(Source records)
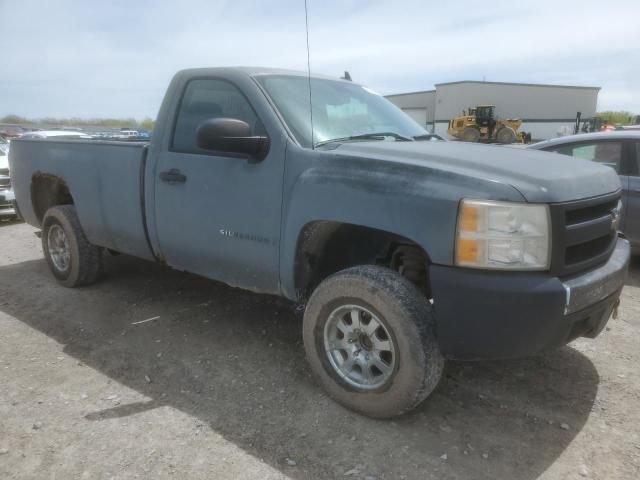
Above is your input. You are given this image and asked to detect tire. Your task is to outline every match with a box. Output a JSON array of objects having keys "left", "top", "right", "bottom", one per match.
[
  {"left": 461, "top": 127, "right": 480, "bottom": 142},
  {"left": 496, "top": 127, "right": 517, "bottom": 144},
  {"left": 303, "top": 265, "right": 444, "bottom": 418},
  {"left": 41, "top": 205, "right": 102, "bottom": 287}
]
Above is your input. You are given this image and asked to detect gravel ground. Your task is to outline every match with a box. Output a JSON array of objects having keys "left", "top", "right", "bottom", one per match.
[{"left": 0, "top": 220, "right": 639, "bottom": 480}]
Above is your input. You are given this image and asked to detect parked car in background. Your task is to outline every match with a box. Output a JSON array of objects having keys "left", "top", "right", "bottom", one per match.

▶ WORK TO BE COMPLETED
Please write out, exactly as they appear, the line that contains "to detect gravel" and every line after it up to the end of the entries above, and no others.

▶ TASK RESPONSE
Above is your input. You are given this image and asked to detect gravel ground. Your task is to outline every match with a box. Output a JSON array of objects having keys "left", "top", "right", "bottom", one per match.
[{"left": 0, "top": 220, "right": 639, "bottom": 480}]
Above is your input. You are given this image and asked to detect parked car in background. Your task is to outline every match with a box. Output a JSON array of objects having keys "left", "top", "right", "bottom", one per match.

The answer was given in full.